RubyのブロックとProcと、ときどきlambda

Rubyはほぼ全てがオブジェクトである。

ブロック

ブロックとは、
{}もしくはdo...endで定義するもののこと。
ブロックを定義できるのはメソッドを呼び出すときだけ。
メソッドに渡されたブロックはyieldで呼び出される。

def method(a,  b)
    a + yield(a,  b)
end

method(1,  2) { |x,  y|  (x  +  y)  *  3  } #=>  10

hogeメソッドではyieldによってブロックが呼び出されて、aの値(1) + {}ブロック内の値(9) が行われて結果として10が返ってきます。

proc

Rubyの標準ライブラリにはProcクラスが用意されています。
Procクラスとは、
ブロックをオブジェクト化したもの
Proc.newにブロックを渡すことでオブジェクトにできる。
Proc#callで呼び出すことができる。

def method
    hoge = Proc.new{ p "hoge" }
    hoge.call
end
method   #=> hoge


Proc#callで引数を渡すこともできます。
{|a, b, c|}の形で渡します。

def method
    hoge = Proc.new{ |a| p a * 2 }
    hoge.call(2)
end

method  #=> 4


注意:
Rubyではほぼ全てがオブジェクトですが、ブロックはオブジェクトではありません。
ブロックをオブジェクトにするのがProcクラスです。


実はRubyでは、ブロックをオブジェクトに変換するために2つカーネルメソッドが存在しています。
それがlambdaです。
lambdaはProcのインスタンスを生成する手段の一つという位置付けです。
Procとlambdaには微妙な違いが存在しますが、基本的には自分の好きな方を使えば良いとされています。

lambda

lambda{}でブロックオブジェクトを生成します。

····················

作業の目的 A: Rubyのブロックについての文章から、「Proc#callで引数を渡すこともできます。」で始まり「Rubyではほぼ全てがオブジェクトですが、ブロックはオブジェクトではありません。」まで続く部分を、一字も変えずに書き写すこと。
作業の目的 B:
次の(i)〜(iii)がRubyのブロックについての文章の内容と合うかどうか、それぞれ「はい」か「いいえ」で答え、判断の決め手となる本文の語句をそのまま引用すること。
(i) ブロックを定義できるのは、メソッドを呼び出すときに限られる。
(ii) Rubyでは、ブロックもオブジェクトの一つである。
(iii) Proc#callを使って引数を渡すことはできない。
作業の目的 C: Rubyのブロックについての文章を、最後の一文の後から書き継ぐこと。

(画像輪郭アノテーション項目)

····················

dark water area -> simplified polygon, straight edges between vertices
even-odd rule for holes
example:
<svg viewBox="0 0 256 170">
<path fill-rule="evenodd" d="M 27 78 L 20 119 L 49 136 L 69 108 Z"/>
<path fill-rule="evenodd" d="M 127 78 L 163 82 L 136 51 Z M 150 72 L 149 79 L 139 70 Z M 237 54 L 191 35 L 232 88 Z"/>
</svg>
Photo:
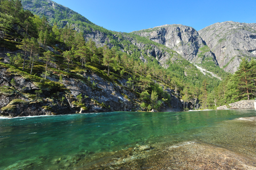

····················

演習の解答 A:
Proc#callで引数を渡すこともできます。
{|a, b, c|}の形で渡します。

def method
    hoge = Proc.new{ |a| p a * 2 }
    hoge.call(2)
end

method  #=> 4


注意:
Rubyではほぼ全てがオブジェクトですが、ブロックはオブジェクトではありません。

演習の解答 B:
(i) はい。「ブロックを定義できるのはメソッドを呼び出すときだけ。」
(ii) いいえ。「ブロックはオブジェクトではありません。」
(iii) いいえ。「Proc#callで引数を渡すこともできます。」

演習の解答 C:
呼び出しはProcと同じでcallです。

deth = lambda{ |a| a + 1 }
deth.class   #=> Proc
dec.call(2)  #=> 3


また、lambdaは「矢印ラムダ」演算子でlambdaを生成することもできます。

矢印に注目してください。

t = ->(x) { x + 1 }

これは、

t = lambda { |x| x + 1 }

と同じ意味になります。
{ |x| }
カッコ内でのxはプロックパラメータと呼ばれています。

Procとlambdaの違い

ブロックをオブジェクトにする方法を紹介しました。
lambdaで生成した場合でもオブジェクトはProcクラスでした。
ここで注意しておきたいのが、lambdaで作ったProcオブジェクトと、Proc.newで作られたものは違うということ。
この2つの違いは微妙なところです。
procがlambdaかどうかは、Proc#lambda? メソッドで確認することができます。

procとlambdaの違いはややこしいです。

returnの動きが違う。

lambdaとProcでは、returnとbreak キーワードの評価が違います。

Proc

def method
  a = Proc.new { return p "ikuzo" }
  result = a.call
  p "kitazo"
end

#=> ikuzo

lambda

def method
  b = lambda { return p "yaruze" }
  b.call
  p "yataze"
end

method

#=> yaruze  yataze

Procとlambdaの違いを上に示しました。
1つめの違いは、return と breakの評価が違うことです。
Procとlambdaの出力を見ると、Procではikuzoまでが評価されて、kitazoの処理が評価されていません。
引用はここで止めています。